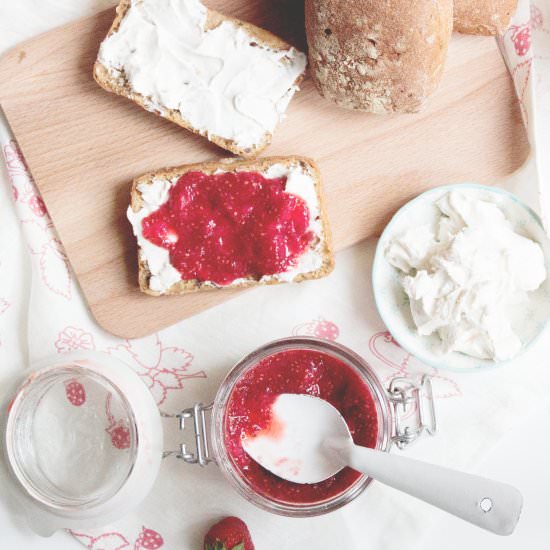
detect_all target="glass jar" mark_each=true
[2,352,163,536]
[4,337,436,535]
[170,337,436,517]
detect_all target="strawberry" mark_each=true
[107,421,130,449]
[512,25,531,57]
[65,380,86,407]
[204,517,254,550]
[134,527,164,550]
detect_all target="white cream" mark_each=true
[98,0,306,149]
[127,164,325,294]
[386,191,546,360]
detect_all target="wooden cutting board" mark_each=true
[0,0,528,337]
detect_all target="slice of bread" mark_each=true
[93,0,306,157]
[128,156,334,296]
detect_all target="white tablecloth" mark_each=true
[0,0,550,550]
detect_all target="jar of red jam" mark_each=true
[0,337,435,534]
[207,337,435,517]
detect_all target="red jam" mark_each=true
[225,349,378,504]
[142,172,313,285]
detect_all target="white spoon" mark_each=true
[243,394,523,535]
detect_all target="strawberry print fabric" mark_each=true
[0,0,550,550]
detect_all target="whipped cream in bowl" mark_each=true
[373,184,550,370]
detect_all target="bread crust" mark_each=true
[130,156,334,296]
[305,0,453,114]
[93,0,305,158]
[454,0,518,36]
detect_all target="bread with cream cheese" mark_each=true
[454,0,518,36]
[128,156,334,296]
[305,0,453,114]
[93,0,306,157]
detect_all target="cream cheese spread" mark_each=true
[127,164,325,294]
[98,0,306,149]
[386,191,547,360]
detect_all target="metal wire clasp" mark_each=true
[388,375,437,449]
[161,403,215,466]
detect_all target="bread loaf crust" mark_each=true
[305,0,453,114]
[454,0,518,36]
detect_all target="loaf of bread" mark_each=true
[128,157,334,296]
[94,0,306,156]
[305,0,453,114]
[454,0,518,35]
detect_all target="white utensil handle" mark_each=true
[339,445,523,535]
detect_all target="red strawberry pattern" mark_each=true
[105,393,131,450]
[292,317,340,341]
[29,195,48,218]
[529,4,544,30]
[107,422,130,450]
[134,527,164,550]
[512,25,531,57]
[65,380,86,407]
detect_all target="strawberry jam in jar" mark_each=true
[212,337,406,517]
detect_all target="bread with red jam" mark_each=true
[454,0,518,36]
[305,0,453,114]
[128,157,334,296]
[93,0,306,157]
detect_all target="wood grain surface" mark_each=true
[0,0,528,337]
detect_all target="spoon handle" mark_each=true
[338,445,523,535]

▶ _OPDRACHTDOEL_:
Tel in hoeveel regels van de items hierboven het woord "strawberry" voorkomt. Geef alleen het aantal.

▶ _RESULTAAT_:
4